1、茶道文化空前兴起的社会前提条件
纵观我国数千年来茶道文化的发展历史,茶道文化之兴衰从来都是以当时的社会政治、经济、文化发展的客观条件为依存的。经“贞观之治”、“开元之治”至天宝初期,唐代的政治、经济、文化已发展到中国历史上的最高峰。这里仅就与之相关的茶叶生产情况来说,也有了空前规模的发展。据陆羽《茶经•八之出》尚不完全的统计:当时已有8个道(或可称为茶区)、43个郡、44个县生产茶叶。由于社会政治、经济、文化的高度发展和茶叶生产规模的不断的扩大,茶叶产量与全国人口平均茶叶消费水平都是相当高的。据《茶业通史》得出的估量统计:在唐德宗建中元年(公元780年,恰巧也是陆羽《茶经》问世的当年)茶叶产量已超过200万市担,约等于10万吨。而以开元二十八年(公元740年)的唐朝户籍统计:当时全国户数为8,412,871户;人口为48,143,609人。假定从公元740年至780年这四十年间,唐朝人口充其量增至到五千万或更多一些的话,唐代建中初期按全国人口平均占有的茶叶消费量(即使减去出口量)也要比1998年全国人均茶叶消费量高出了许多。这从封演的《封氏闻见记》:“茶自江淮而来,舟车相继,所在山积,色额甚多。”的记载里,亦从社会的一个侧面印证了唐代茶叶产销两旺的历史情况。同时,由于陆羽在总结前人的制茶经验基础上,对唐代全国的制茶工艺,作了标准化的改革,创造了蒸青饼茶;由于开发贡茶,生产规模逐渐扩大,新的名茶品种也不断涌现。这些都为唐代茶道文化的蓬勃发展创造了社会与物质的优越条件。
2、陆羽《茶经》奠定了中国茶道理论基础
陆羽最享盛誉的是他的世界上第一部《茶经》的问世。这部茶叶科学巨著,是中国乃至世界茶叶生产发展史上光辉的里程碑;也是世界上第一部“茶道文献”。陆羽的《茶经》为中国与世界茶道、特别是东瀛茶道奠定了理论基石。陆羽不仅是天才的茶叶科学家,也是一位天才的茶道大师。

● 任务 1
按照这段讲唐代茶道文化的引文,唐德宗建中元年的茶叶产量超过了多少市担?
● 任务 2
用两句话概括这段讲唐代茶道文化的引文。
● 任务 3
请接着这段讲唐代茶道文化的引文往下写,从最后一句之后续起。

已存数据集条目
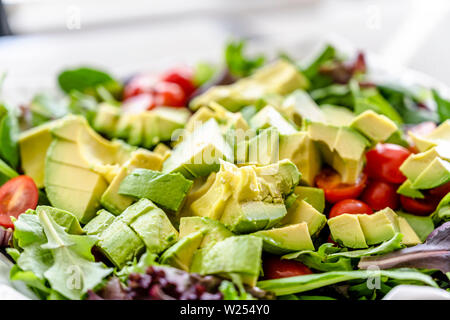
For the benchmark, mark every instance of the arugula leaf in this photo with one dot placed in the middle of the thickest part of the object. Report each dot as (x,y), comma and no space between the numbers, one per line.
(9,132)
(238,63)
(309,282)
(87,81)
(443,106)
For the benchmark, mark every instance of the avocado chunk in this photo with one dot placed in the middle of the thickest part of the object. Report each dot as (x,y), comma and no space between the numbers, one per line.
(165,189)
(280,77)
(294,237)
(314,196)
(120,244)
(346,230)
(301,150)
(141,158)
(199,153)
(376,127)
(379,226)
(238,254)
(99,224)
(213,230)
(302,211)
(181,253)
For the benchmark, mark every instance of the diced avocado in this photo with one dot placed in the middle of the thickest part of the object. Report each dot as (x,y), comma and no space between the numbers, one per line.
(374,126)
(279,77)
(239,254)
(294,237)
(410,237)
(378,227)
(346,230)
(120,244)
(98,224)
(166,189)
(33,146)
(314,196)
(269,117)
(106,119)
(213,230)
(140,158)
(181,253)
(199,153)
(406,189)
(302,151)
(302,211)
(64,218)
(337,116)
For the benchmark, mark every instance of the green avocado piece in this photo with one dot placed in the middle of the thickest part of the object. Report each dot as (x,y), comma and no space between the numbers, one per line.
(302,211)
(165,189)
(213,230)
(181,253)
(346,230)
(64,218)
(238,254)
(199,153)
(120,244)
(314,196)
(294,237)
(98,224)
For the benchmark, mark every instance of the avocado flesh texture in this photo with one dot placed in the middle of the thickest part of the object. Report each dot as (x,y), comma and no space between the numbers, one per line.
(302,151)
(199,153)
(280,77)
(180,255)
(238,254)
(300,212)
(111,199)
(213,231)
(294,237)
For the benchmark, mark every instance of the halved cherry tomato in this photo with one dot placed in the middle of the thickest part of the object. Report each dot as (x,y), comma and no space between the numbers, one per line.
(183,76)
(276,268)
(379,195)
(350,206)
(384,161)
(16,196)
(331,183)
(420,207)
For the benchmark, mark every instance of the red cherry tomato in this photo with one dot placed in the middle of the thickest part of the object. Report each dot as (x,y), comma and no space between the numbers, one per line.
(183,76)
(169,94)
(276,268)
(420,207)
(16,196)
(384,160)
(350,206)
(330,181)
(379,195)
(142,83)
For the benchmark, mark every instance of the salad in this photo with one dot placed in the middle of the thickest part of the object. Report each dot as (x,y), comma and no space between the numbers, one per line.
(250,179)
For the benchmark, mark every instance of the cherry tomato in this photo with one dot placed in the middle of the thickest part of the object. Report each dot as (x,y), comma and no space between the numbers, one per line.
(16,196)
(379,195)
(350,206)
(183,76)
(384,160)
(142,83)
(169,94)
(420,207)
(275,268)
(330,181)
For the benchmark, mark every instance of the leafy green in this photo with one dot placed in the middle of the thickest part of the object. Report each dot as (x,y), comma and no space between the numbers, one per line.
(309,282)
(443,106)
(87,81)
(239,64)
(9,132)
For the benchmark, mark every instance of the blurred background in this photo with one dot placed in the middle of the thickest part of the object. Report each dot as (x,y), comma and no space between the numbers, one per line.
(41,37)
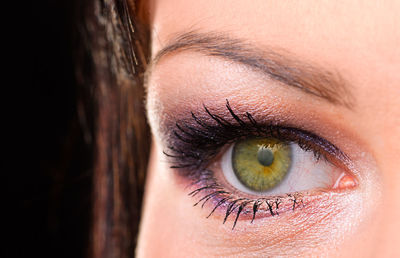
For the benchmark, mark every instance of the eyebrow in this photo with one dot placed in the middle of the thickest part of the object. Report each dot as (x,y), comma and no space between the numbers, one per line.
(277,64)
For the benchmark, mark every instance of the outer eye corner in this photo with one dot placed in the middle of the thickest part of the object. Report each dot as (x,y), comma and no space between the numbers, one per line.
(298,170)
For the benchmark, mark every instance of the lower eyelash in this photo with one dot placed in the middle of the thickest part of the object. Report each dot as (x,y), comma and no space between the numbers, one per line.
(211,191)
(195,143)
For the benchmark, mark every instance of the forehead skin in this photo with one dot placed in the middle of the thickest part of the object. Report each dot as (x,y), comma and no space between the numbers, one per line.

==

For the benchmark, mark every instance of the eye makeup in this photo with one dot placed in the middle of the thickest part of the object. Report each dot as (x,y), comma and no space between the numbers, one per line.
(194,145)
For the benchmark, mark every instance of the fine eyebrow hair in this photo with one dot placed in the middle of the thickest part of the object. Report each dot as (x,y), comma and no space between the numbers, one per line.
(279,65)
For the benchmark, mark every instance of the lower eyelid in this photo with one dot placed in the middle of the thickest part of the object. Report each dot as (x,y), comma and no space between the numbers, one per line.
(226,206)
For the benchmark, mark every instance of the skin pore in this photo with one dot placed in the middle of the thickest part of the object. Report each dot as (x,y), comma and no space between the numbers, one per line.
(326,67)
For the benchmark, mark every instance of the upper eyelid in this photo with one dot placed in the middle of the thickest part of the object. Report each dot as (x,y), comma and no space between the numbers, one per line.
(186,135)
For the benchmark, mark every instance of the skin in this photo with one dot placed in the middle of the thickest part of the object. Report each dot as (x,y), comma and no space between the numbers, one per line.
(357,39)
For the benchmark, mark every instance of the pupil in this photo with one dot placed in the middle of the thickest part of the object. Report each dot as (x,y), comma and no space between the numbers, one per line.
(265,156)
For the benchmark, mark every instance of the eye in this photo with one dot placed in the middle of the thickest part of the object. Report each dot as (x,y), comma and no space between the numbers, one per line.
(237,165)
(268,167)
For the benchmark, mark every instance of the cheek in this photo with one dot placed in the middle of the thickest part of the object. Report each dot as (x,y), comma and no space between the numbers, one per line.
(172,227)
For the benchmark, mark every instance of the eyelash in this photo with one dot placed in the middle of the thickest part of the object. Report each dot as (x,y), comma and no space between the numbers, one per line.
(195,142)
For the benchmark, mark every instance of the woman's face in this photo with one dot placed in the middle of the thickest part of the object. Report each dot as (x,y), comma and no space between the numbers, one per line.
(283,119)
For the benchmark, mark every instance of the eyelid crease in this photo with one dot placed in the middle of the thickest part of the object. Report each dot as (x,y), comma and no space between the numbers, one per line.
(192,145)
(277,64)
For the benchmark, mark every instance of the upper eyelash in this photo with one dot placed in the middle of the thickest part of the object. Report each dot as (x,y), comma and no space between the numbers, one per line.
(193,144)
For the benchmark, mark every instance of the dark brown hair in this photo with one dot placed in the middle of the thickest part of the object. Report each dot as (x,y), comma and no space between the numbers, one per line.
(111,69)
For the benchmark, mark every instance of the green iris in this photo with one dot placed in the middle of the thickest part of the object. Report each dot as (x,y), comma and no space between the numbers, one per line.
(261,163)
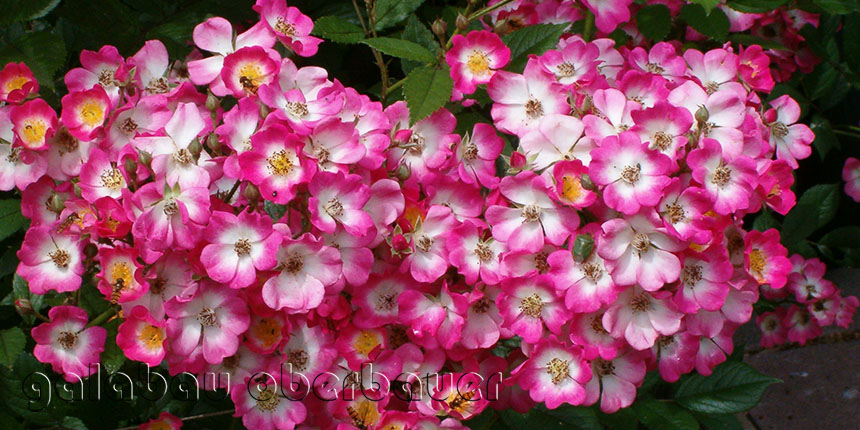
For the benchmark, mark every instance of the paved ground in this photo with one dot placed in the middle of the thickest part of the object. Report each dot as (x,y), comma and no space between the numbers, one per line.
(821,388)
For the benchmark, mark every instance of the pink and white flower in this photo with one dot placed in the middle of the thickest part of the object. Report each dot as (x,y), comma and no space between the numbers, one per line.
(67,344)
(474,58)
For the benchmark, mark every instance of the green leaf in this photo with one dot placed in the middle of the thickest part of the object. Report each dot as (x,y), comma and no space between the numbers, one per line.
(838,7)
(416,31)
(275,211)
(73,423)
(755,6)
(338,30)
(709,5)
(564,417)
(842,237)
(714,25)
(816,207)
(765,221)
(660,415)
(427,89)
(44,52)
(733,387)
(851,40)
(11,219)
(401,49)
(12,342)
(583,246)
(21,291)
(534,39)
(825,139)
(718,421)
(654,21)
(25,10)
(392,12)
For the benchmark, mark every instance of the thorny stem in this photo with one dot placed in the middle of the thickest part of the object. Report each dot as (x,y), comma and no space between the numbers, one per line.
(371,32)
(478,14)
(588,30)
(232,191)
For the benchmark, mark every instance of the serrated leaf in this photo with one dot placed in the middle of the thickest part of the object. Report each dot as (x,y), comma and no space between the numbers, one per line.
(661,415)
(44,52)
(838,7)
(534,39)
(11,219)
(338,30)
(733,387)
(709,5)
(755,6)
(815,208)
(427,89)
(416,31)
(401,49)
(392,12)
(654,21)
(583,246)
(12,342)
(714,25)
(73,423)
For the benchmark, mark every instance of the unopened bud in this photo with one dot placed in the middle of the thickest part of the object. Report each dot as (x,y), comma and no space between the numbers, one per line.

● 最终答案 1
超过200万市担,约等于10万吨。

● 最终答案 2
唐代政治、经济、文化高度发展,茶叶生产规模空前扩大,加上陆羽对制茶工艺作了标准化改革、贡茶得到开发,为茶道文化的蓬勃发展创造了社会与物质条件。陆羽的《茶经》是世界上第一部茶叶科学巨著,也是第一部"茶道文献",为中国与世界茶道奠定了理论基石。

● 最终答案 3
陆羽把他大半生的心血和精力献给了茶学和茶道文化事业,在人类的文明史上开创了茶学研究与丰富多彩、内涵深邃的茶道文化的新纪元。唐代诗人、大历十才子之一的耿湋赞陆羽是“一生为墨客,几世作茶仙”;宋代诗人梅尧臣在一首诗中咏赞:“自从陆羽生人间,人间学事春茶,当时采摘未甚盛,或有高士烧竹品泉为世夸”。早在公元九纪初唐宪宗时期(公元808—820年即日本嵯峨天皇时代),陆羽创造的文士茶被日本茶学界誉为“茶道天才陆羽的煎茶法”。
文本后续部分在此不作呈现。